▶ **PAGE EXCERPT**:
The onset of the Great Depression tested the ideals and government policies of President Herbert Hoover, who firmly believed cooperation between public and private spheres would lead to long-term growth in the economy. Hoover feared too much intervention or coercion by the government would destroy individuality by fostering a reliance on assistance and reducing the incentive to work. Yet this proved increasingly problematic as the U.S. economy continued to decline and calls for greater government assistance increased.
Rugged Individualism
"Rugged individualism" was a Hoover used often during his presidency to explain the idea that individuals should be able to help themselves without government involvement in personal economic affairs or national economics in general. A libertarian, Hoover's own rugged individualism may have resulted from his frustration with the unprecedented government involvement in the economy during World War I. He emphasized that rugged individualism was not laissez-faire economics, which he denounced.
Herbert Hoover
Hoover addresses a large crowd on the campaign trail in 1932.
Hoover entered office in March 1929 with a plan to reform the nation's regulatory system, holding that a federal bureaucracy should have limited regulation over a country's economic system. A self-described progressive and reformer, Hoover saw the presidency as a vehicle for improving the conditions of all Americans by encouraging public-private cooperation. He termed this relationship as "volunteerism" and considered it preferable to government coercion or intervention, both of which he believed were in opposition to the American ideals of individualism and self-reliance.
Hoover said that "given the chance to go forward with the policies of the last eight years, we shall soon, with the help of God, be in sight of the day when poverty will be banished from this nation." He added that "we in America today are nearer to the final triumph over poverty than ever before in the history of any land." These statements came mere months before the Wall Street Crash of October 29, 1929, which opened a chapter of American history that would redefine an impoverished society.

▶ **RECORDS**:

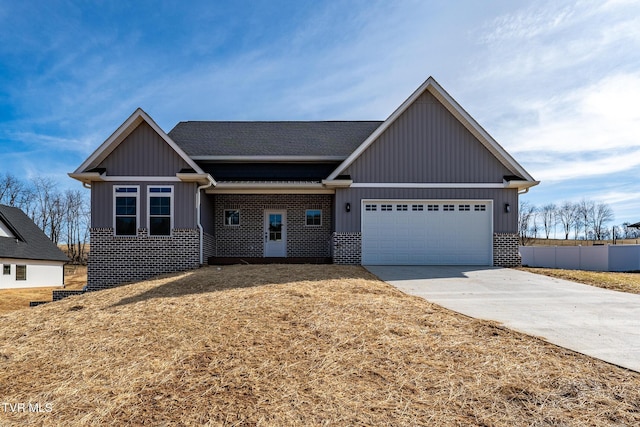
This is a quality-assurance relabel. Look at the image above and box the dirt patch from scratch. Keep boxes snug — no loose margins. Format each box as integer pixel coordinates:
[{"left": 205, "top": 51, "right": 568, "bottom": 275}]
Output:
[
  {"left": 519, "top": 267, "right": 640, "bottom": 294},
  {"left": 0, "top": 265, "right": 640, "bottom": 426}
]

▶ **EXERCISE DIRECTIONS**: In the Herbert Hoover passage, what name did Hoover give to the relationship of cooperation between the public and private spheres? Answer from the text only, not from the material.

▶ **WORKED SOLUTION**: He called it "volunteerism."